_Job_:
Please output exactly the run of lines that starts at the line with "slope and record integer pixel coordinates." and ends at the last line of the records below.

Excerpts from point annotation data:
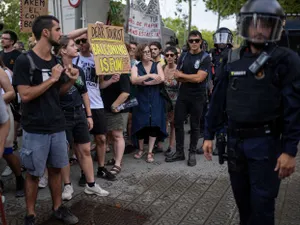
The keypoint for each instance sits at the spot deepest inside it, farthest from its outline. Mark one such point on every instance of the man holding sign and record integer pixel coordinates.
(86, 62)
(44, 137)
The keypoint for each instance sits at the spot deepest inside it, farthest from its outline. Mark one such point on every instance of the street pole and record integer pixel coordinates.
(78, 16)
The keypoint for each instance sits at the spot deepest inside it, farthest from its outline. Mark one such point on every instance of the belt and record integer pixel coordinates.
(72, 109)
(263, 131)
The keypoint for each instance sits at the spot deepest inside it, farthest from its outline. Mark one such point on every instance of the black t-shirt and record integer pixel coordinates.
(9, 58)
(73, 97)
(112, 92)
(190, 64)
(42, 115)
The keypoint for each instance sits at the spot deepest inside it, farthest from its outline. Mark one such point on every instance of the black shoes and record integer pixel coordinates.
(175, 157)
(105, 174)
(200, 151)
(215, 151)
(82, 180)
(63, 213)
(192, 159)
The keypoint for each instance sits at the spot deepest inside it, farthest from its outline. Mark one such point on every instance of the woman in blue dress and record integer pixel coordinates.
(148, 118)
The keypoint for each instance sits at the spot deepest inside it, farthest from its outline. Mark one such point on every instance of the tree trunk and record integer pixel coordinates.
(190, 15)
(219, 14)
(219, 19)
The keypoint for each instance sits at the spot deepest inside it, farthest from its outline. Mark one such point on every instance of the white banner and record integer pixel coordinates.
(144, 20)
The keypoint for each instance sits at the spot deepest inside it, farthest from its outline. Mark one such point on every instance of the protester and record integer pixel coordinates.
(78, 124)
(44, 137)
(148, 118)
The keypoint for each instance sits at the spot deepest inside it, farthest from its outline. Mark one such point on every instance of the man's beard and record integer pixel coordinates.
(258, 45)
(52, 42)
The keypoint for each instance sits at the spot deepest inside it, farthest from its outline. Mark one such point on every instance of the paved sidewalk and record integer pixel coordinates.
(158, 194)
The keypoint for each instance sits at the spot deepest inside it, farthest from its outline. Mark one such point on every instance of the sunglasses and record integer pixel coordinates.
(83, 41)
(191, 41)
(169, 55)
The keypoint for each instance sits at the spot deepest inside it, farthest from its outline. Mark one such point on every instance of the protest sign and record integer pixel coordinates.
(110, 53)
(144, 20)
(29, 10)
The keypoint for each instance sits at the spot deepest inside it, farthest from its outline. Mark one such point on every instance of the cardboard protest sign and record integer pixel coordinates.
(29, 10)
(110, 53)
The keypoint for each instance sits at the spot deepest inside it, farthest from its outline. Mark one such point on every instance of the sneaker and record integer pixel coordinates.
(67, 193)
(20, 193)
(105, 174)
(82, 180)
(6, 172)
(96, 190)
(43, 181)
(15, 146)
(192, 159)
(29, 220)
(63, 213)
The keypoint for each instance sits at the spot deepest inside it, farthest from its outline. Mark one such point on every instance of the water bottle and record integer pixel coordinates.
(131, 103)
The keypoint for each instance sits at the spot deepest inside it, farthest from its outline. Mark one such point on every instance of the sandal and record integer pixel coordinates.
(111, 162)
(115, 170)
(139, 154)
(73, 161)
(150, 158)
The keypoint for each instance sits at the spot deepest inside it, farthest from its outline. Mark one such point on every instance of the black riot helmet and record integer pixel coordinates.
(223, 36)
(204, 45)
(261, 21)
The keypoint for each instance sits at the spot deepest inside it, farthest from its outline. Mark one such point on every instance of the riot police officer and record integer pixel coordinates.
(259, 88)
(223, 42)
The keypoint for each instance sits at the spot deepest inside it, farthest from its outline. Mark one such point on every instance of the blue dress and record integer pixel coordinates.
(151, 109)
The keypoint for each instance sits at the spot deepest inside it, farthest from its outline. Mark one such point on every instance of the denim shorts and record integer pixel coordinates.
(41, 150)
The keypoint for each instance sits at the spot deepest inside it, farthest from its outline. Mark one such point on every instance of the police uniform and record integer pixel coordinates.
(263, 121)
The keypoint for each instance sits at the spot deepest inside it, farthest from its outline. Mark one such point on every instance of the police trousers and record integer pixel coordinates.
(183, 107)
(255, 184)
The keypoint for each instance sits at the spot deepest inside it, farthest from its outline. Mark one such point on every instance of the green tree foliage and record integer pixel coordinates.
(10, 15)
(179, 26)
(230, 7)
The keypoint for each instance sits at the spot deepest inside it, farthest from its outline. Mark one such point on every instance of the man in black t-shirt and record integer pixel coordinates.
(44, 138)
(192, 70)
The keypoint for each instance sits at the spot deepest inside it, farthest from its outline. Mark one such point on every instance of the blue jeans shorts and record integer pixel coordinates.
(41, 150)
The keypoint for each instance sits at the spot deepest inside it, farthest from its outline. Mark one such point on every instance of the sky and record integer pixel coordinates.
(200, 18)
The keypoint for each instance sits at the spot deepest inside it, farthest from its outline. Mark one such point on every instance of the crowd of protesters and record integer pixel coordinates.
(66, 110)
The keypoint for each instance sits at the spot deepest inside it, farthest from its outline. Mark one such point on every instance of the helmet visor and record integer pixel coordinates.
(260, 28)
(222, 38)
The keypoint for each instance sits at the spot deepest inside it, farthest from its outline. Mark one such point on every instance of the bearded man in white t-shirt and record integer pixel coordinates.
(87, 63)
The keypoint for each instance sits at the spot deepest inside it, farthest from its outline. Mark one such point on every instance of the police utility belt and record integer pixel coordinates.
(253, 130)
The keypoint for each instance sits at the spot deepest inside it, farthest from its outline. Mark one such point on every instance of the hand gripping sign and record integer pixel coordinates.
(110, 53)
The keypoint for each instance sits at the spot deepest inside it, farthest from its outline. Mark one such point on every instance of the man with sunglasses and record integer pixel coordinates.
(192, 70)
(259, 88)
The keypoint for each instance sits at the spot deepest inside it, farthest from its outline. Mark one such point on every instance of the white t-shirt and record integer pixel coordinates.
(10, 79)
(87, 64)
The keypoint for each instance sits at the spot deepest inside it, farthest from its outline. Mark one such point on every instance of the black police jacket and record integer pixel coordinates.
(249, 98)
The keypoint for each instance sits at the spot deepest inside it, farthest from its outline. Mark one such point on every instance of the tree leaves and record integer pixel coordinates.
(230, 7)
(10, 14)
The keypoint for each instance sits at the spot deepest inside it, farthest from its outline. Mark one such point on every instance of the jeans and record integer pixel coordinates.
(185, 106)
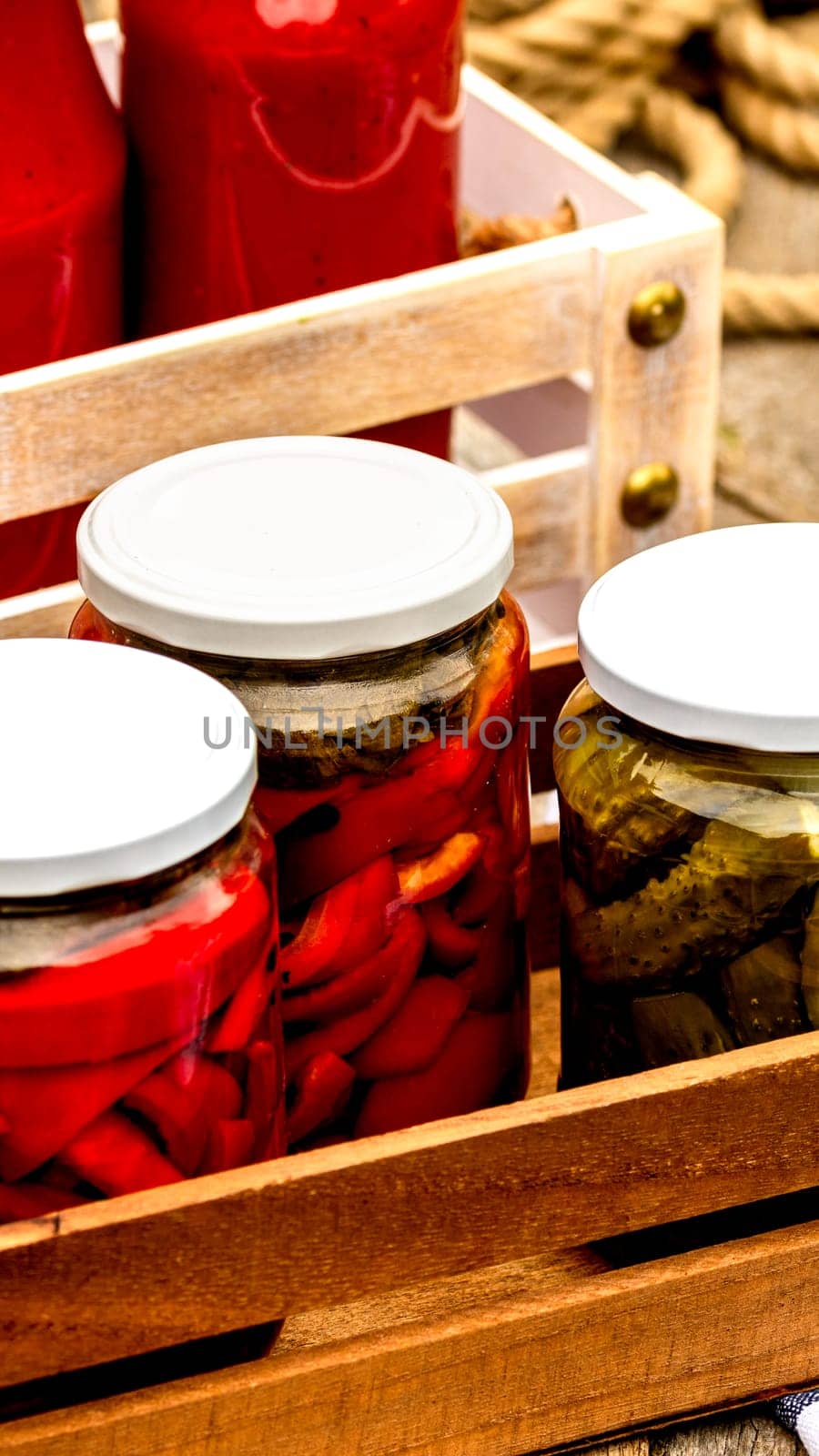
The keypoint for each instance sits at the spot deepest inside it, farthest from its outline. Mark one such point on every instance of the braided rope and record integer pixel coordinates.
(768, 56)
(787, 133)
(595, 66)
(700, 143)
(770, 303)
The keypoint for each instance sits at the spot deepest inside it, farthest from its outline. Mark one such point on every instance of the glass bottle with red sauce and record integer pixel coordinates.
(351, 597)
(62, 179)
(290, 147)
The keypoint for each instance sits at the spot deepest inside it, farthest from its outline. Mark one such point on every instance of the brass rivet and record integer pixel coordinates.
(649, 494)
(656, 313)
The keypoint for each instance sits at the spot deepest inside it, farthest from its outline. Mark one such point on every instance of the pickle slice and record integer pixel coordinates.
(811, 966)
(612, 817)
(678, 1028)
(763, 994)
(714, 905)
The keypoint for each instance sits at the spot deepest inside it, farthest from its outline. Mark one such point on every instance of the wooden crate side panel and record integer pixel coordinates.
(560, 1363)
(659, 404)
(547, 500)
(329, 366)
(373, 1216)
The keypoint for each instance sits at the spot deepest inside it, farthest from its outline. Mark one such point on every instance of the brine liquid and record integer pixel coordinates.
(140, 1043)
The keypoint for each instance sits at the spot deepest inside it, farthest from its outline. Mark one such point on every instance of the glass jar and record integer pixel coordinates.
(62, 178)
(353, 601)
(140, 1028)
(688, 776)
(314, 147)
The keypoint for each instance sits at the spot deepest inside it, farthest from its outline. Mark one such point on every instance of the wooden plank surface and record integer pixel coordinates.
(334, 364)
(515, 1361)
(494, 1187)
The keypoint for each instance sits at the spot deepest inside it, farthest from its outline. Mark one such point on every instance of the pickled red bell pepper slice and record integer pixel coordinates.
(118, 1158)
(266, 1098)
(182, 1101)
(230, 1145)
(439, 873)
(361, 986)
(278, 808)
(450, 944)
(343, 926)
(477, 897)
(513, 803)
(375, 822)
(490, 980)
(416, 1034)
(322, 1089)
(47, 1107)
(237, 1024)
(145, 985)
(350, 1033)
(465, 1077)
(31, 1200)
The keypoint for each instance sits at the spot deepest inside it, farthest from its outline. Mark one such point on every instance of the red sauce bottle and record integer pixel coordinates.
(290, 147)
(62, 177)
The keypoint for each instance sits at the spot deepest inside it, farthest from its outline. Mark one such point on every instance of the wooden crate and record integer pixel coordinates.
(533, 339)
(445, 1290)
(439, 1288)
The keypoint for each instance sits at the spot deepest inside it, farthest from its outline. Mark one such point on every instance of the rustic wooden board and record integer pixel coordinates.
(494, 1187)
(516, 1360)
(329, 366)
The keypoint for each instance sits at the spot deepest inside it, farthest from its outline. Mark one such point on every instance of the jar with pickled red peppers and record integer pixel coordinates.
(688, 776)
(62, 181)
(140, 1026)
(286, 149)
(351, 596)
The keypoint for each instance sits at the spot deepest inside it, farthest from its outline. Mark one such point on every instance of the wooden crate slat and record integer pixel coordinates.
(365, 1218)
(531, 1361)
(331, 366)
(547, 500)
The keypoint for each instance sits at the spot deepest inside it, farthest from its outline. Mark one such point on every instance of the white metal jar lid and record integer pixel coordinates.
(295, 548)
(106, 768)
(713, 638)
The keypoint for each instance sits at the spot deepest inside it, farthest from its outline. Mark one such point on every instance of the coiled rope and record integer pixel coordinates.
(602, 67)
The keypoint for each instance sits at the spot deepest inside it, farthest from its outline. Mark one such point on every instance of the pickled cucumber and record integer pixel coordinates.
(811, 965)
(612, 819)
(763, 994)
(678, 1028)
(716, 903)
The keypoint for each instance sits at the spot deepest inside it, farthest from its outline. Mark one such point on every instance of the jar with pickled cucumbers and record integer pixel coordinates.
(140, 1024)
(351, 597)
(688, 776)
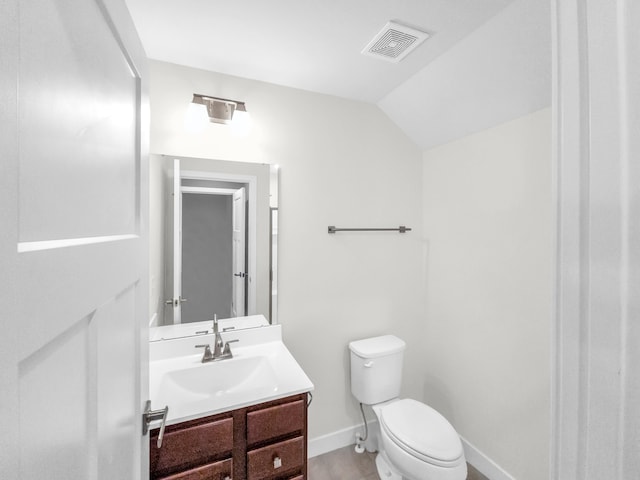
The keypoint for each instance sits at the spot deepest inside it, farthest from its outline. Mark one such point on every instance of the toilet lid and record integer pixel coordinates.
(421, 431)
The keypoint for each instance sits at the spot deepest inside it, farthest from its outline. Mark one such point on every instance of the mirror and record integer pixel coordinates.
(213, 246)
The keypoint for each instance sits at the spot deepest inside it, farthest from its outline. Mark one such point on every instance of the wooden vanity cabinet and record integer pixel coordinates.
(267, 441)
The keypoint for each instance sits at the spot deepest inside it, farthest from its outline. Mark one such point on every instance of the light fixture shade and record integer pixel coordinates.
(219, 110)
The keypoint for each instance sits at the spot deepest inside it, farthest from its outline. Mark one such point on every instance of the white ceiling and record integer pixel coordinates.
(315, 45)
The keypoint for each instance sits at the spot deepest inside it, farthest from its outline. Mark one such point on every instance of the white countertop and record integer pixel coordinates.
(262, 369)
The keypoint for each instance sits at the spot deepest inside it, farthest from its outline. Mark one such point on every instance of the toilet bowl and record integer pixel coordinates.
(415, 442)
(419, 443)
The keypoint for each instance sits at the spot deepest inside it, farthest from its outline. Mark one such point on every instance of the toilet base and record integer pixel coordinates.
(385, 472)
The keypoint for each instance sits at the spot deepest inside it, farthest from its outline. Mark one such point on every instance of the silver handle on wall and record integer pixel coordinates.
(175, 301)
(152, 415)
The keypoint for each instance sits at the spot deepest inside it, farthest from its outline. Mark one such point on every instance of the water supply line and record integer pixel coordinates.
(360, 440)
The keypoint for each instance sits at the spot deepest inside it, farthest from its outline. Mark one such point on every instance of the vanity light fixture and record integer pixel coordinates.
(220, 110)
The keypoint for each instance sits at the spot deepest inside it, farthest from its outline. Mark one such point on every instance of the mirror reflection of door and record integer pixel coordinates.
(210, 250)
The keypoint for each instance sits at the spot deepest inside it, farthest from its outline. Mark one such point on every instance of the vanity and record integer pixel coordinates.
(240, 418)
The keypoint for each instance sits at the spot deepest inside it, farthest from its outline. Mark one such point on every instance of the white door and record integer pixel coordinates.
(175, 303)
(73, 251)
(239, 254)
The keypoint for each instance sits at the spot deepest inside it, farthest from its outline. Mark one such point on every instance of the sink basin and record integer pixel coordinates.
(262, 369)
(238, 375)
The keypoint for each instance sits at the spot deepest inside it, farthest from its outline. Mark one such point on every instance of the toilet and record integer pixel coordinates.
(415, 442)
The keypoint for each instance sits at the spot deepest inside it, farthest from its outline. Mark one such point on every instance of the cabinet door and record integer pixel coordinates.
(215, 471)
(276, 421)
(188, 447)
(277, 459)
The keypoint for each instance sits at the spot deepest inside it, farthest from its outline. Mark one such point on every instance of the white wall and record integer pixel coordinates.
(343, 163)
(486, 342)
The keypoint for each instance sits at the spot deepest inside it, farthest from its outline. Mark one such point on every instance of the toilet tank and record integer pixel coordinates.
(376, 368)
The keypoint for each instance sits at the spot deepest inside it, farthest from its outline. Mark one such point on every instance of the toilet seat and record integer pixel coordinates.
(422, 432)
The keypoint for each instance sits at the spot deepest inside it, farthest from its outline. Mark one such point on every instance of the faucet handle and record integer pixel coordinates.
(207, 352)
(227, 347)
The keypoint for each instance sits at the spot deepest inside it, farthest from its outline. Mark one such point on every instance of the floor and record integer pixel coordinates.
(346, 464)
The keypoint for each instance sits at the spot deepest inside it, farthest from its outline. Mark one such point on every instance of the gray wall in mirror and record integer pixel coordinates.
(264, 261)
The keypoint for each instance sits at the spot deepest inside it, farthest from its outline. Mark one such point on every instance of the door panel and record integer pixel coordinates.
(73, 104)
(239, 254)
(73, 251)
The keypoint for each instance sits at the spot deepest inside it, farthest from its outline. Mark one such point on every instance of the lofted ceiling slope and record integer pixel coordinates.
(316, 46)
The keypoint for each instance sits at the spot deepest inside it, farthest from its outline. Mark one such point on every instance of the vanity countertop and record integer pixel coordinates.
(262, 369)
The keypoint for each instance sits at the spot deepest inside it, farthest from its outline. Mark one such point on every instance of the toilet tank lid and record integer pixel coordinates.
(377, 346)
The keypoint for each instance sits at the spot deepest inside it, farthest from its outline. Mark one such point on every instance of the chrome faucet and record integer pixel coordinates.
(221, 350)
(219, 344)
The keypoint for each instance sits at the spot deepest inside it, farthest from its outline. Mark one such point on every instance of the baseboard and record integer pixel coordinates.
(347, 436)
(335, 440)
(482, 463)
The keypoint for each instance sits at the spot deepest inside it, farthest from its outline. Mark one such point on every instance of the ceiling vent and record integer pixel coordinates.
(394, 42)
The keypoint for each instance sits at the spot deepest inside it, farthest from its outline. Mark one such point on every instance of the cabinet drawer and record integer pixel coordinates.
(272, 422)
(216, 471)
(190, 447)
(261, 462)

_Solution to this task_:
The keypoint for each instance sits at the spot deepest inside it, farthest from its outline. Mark one such point on every instance of the lofted ceiling slope and record integer pixel coordinates.
(316, 46)
The keypoint for each instance sits at the spot deepest inside it, farthest from its outline. Mark one such point on every instance of the vanity countertop and record integer pixel coordinates.
(262, 369)
The keypoint for each instance sits at the spot deepest inside it, farthest from its outline. Mark one such point on every instance of the toilet tank lid and record integer pixel coordinates.
(377, 346)
The keypoint for each instance sits at the spot deepest inside it, farthest from its outline. Mark one such point on every instance of the chrome faucet and record integer pixel coordinates.
(221, 350)
(219, 344)
The keypoint for each instance sits at the spot deepest inside it, farthest from its outline. Mark one such point on every instance of the baseboard and record integer pixel coordinates.
(347, 436)
(335, 440)
(482, 463)
The keypoint for each instance sits at the spot deepest inside it, farthest from its outline. Mark one such point on every instance of the ceiling vent and record integer pixel coordinates.
(394, 42)
The keypoint for each instance sits at the spot deepest inside it, farthest from its outline. Mark one such point on every instance of the cabinet drawer and record integer pixel coordinates.
(272, 422)
(216, 471)
(190, 447)
(261, 462)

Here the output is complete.